--- INPUT RECORDS ---
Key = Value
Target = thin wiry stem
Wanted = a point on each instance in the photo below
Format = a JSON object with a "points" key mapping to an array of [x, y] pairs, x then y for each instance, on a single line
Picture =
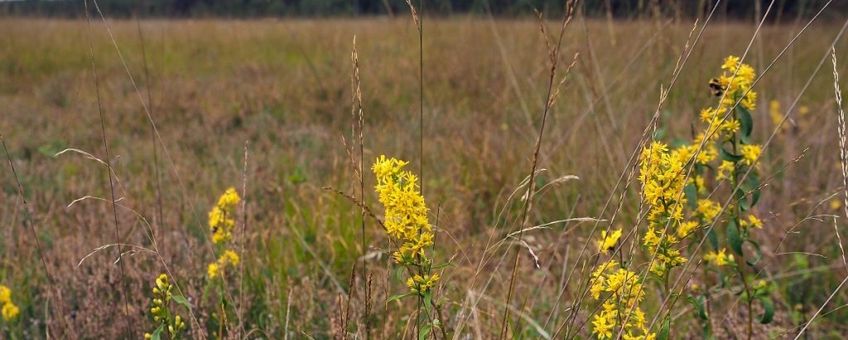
---
— ASSIGNED TASK —
Lines holding the word "instance" should be counted across the entries; state only how many there are.

— YOUR RESPONSE —
2